Problem description: Write the data out again in full, with no departure from the original.

Raw records:
START
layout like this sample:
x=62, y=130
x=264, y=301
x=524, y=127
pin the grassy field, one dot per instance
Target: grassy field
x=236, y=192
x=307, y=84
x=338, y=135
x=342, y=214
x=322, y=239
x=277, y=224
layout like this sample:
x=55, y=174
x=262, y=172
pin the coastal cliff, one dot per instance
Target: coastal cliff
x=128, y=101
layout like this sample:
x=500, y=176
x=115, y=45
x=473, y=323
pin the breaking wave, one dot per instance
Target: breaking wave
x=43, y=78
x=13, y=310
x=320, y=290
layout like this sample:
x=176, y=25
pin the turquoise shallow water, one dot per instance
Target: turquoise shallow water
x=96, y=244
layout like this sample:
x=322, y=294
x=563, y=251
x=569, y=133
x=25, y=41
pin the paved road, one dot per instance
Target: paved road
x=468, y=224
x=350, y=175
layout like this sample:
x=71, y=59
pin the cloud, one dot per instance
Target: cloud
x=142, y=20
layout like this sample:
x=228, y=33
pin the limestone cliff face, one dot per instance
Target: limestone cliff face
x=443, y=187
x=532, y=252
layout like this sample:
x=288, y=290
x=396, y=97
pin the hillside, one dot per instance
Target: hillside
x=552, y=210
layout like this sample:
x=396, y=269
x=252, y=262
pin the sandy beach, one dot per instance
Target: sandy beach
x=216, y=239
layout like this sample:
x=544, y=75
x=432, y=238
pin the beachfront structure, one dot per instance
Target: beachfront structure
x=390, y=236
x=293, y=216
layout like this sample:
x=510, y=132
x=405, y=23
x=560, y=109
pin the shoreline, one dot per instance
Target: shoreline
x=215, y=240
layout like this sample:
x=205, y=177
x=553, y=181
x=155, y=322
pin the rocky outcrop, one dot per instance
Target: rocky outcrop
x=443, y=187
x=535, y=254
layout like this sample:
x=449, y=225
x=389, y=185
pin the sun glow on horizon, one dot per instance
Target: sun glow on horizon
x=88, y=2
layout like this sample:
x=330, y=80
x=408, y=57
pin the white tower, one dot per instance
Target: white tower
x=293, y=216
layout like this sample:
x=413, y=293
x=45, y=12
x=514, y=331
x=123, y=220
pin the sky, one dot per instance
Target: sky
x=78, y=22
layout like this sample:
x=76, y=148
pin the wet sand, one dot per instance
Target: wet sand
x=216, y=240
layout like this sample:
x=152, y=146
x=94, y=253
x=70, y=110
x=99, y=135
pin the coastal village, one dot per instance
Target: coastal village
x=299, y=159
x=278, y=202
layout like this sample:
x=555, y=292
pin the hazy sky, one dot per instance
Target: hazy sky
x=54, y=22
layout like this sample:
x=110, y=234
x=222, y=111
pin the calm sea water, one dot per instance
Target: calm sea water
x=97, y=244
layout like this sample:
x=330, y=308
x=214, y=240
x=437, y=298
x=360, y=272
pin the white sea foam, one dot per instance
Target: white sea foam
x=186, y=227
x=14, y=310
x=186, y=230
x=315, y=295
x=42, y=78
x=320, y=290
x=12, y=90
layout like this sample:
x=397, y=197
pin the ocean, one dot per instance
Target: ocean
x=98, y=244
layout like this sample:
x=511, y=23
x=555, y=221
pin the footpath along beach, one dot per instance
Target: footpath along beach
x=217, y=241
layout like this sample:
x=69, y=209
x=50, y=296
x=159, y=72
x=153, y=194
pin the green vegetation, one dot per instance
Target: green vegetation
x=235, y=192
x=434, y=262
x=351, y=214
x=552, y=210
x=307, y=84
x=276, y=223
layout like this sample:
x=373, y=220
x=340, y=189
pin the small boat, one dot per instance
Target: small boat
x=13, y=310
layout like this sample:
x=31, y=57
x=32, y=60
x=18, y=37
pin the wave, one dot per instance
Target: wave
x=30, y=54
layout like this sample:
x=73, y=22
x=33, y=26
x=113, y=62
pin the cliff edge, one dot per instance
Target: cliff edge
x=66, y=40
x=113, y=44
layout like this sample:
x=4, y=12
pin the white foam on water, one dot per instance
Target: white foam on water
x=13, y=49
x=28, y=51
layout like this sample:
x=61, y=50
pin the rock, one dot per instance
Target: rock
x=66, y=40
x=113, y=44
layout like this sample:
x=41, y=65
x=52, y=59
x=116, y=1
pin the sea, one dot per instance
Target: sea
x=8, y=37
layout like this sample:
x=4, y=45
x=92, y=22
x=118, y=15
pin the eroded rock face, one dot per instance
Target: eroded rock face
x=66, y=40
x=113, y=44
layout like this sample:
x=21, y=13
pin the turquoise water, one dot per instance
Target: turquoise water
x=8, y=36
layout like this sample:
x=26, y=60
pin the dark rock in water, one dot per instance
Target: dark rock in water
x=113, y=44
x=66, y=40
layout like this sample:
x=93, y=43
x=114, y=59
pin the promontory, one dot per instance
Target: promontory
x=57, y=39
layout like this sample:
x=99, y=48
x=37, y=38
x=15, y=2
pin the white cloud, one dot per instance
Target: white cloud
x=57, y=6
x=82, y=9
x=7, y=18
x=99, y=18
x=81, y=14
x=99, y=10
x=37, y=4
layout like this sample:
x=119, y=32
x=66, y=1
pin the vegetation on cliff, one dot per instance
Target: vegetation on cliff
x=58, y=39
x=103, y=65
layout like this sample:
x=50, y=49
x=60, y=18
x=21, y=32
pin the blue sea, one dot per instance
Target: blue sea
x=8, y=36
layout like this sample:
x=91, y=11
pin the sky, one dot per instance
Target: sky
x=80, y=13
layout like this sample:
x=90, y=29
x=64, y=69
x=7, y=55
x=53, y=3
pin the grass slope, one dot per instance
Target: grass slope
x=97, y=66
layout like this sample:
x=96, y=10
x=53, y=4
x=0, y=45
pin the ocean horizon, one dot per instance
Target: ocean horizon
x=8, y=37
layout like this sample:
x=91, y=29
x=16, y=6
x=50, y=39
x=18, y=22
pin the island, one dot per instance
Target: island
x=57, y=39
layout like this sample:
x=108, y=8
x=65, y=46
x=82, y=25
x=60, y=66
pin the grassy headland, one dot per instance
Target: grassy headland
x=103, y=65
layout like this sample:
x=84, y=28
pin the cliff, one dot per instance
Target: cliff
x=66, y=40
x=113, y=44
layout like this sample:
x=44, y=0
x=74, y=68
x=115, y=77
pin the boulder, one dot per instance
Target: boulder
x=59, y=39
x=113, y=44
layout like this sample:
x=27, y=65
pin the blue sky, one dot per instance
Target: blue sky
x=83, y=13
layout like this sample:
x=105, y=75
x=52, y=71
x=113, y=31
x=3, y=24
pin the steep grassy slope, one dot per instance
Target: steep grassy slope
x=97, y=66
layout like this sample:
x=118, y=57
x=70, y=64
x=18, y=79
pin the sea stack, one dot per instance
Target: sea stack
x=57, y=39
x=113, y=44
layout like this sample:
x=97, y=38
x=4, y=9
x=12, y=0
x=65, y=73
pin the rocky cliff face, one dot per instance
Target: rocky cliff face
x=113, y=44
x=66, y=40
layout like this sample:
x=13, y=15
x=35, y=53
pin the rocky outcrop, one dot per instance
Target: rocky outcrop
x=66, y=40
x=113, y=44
END
Solution:
layout like this sample:
x=62, y=130
x=264, y=301
x=524, y=127
pin the grassy field, one dot per instance
Target: grassy field
x=236, y=192
x=307, y=84
x=338, y=135
x=342, y=214
x=322, y=239
x=277, y=224
layout like this sample:
x=55, y=174
x=262, y=172
pin the coastal cliff, one dot per instance
Target: coastal cliff
x=128, y=101
layout like this sample:
x=500, y=176
x=115, y=45
x=473, y=323
pin the breaking wave, one dot per instance
Target: breaking wave
x=43, y=78
x=13, y=310
x=320, y=290
layout like this sample:
x=176, y=25
pin the turquoise shallow water, one dot per instance
Target: turquoise shallow water
x=96, y=244
layout like this sample:
x=322, y=294
x=563, y=251
x=569, y=133
x=25, y=41
pin the paved road, one dot per instance
Target: paved road
x=468, y=224
x=350, y=175
layout like this sample:
x=71, y=59
pin the cloud, one dot per instance
Target: cloud
x=142, y=20
layout like this sample:
x=228, y=33
pin the limestone cliff face, one dot per instance
Target: limestone cliff face
x=443, y=187
x=532, y=252
layout like this sample:
x=288, y=290
x=396, y=97
pin the hillside, one dot per instance
Target: hillside
x=552, y=210
layout like this sample:
x=396, y=269
x=252, y=262
pin the sandy beach, one dot per instance
Target: sandy beach
x=216, y=239
layout like this sample:
x=544, y=75
x=432, y=238
pin the beachfront structure, one dot per instance
Target: beachfront structure
x=390, y=236
x=293, y=216
layout like this sample:
x=510, y=132
x=405, y=23
x=560, y=109
pin the shoreline, one dot per instance
Target: shoreline
x=215, y=240
layout like this sample:
x=205, y=177
x=553, y=181
x=155, y=322
pin the rocky outcrop, one dot per instance
Target: rocky outcrop
x=443, y=187
x=535, y=254
layout like this sample:
x=449, y=225
x=389, y=185
pin the sun glow on horizon, one dot per instance
Target: sun glow on horizon
x=88, y=2
layout like this sample:
x=330, y=80
x=408, y=57
pin the white tower, one dot per instance
Target: white tower
x=293, y=216
layout like this sample:
x=413, y=293
x=45, y=12
x=514, y=331
x=123, y=220
pin the sky, one dot per instance
Target: sky
x=78, y=22
layout like this sample:
x=76, y=148
pin the wet sand, one dot per instance
Target: wet sand
x=216, y=240
layout like this sample:
x=152, y=146
x=94, y=253
x=70, y=110
x=99, y=135
pin the coastal village, one dot per instance
Target: coastal village
x=299, y=159
x=278, y=202
layout like this sample:
x=555, y=292
pin the hazy sky, one dot per instance
Target: hazy sky
x=54, y=22
layout like this sample:
x=110, y=234
x=222, y=111
pin the calm sea water, one dot per instance
Target: calm sea water
x=97, y=244
layout like this sample:
x=330, y=308
x=214, y=240
x=437, y=298
x=360, y=272
pin the white sea foam, one dot per instance
Target: white sea foam
x=186, y=227
x=14, y=310
x=186, y=230
x=315, y=295
x=42, y=78
x=320, y=290
x=12, y=90
layout like this sample:
x=397, y=197
pin the ocean, one dot per instance
Target: ocean
x=98, y=244
layout like this sample:
x=511, y=23
x=555, y=221
pin the footpath along beach, one dot per instance
Target: footpath along beach
x=217, y=241
layout like this sample:
x=69, y=209
x=50, y=296
x=159, y=72
x=153, y=194
pin the green vegetation, one dot per instance
Target: green vegetation
x=235, y=192
x=434, y=262
x=351, y=214
x=552, y=210
x=307, y=84
x=276, y=223
layout like this sample:
x=373, y=220
x=340, y=189
pin the small boat, one dot per instance
Target: small boat
x=13, y=310
layout like this sample:
x=31, y=57
x=32, y=60
x=18, y=37
pin the wave, one dot per instance
Target: wave
x=30, y=54
layout like this sample:
x=73, y=22
x=33, y=26
x=113, y=62
pin the cliff edge, one dot per instance
Target: cliff edge
x=66, y=40
x=113, y=44
layout like this sample:
x=4, y=12
pin the white foam on water, one dot per instance
Target: white foam on water
x=13, y=49
x=28, y=51
layout like this sample:
x=61, y=50
pin the rock, one dot per instance
Target: rock
x=66, y=40
x=113, y=44
layout like this sample:
x=41, y=65
x=52, y=59
x=116, y=1
pin the sea, one dot per instance
Target: sea
x=8, y=37
layout like this sample:
x=4, y=45
x=92, y=22
x=118, y=15
pin the eroded rock face, one dot per instance
Target: eroded rock face
x=66, y=40
x=113, y=44
layout like this sample:
x=21, y=13
pin the turquoise water, one dot per instance
Target: turquoise water
x=8, y=36
layout like this sample:
x=26, y=60
pin the dark rock in water, one dot per instance
Target: dark rock in water
x=113, y=44
x=66, y=40
layout like this sample:
x=93, y=43
x=114, y=59
pin the promontory, one dot per instance
Target: promontory
x=57, y=39
layout like this sample:
x=99, y=48
x=37, y=38
x=15, y=2
pin the white cloud, one dot per instance
Target: white cloud
x=57, y=6
x=82, y=9
x=7, y=18
x=99, y=18
x=81, y=14
x=99, y=10
x=37, y=4
layout like this sample:
x=119, y=32
x=66, y=1
pin the vegetation on cliff, one dot per instance
Target: vegetation on cliff
x=58, y=39
x=103, y=65
layout like this sample:
x=50, y=49
x=60, y=18
x=21, y=32
pin the blue sea, one dot per instance
Target: blue sea
x=8, y=36
layout like this sample:
x=91, y=11
pin the sky, one dot per instance
Target: sky
x=80, y=13
layout like this sample:
x=90, y=29
x=64, y=69
x=7, y=55
x=53, y=3
pin the grass slope, one dot per instance
Target: grass slope
x=97, y=66
layout like this sample:
x=96, y=10
x=53, y=4
x=0, y=45
pin the ocean horizon, one dot per instance
Target: ocean horizon
x=8, y=37
layout like this sample:
x=91, y=29
x=16, y=6
x=50, y=39
x=18, y=22
pin the island, one dot per instance
Target: island
x=57, y=39
layout like this sample:
x=108, y=8
x=65, y=46
x=82, y=25
x=60, y=66
pin the grassy headland, one dot per instance
Target: grassy headland
x=103, y=65
layout like this sample:
x=84, y=28
pin the cliff, one dot per instance
Target: cliff
x=66, y=40
x=113, y=44
layout like this sample:
x=44, y=0
x=74, y=68
x=115, y=77
pin the boulder, one dot per instance
Target: boulder
x=59, y=39
x=113, y=44
layout like this sample:
x=27, y=65
pin the blue sky, one dot per instance
Target: blue sky
x=83, y=13
layout like this sample:
x=105, y=75
x=52, y=71
x=113, y=31
x=3, y=24
pin the steep grassy slope, one dot per instance
Target: steep grassy slope
x=97, y=66
layout like this sample:
x=118, y=57
x=70, y=64
x=18, y=79
pin the sea stack, one dot per instance
Target: sea stack
x=57, y=39
x=113, y=44
layout like this sample:
x=97, y=38
x=4, y=9
x=12, y=0
x=65, y=73
pin the rocky cliff face, one dot per instance
Target: rocky cliff face
x=113, y=44
x=66, y=40
layout like this sample:
x=13, y=15
x=35, y=53
pin the rocky outcrop, one dot per instance
Target: rocky outcrop
x=66, y=40
x=113, y=44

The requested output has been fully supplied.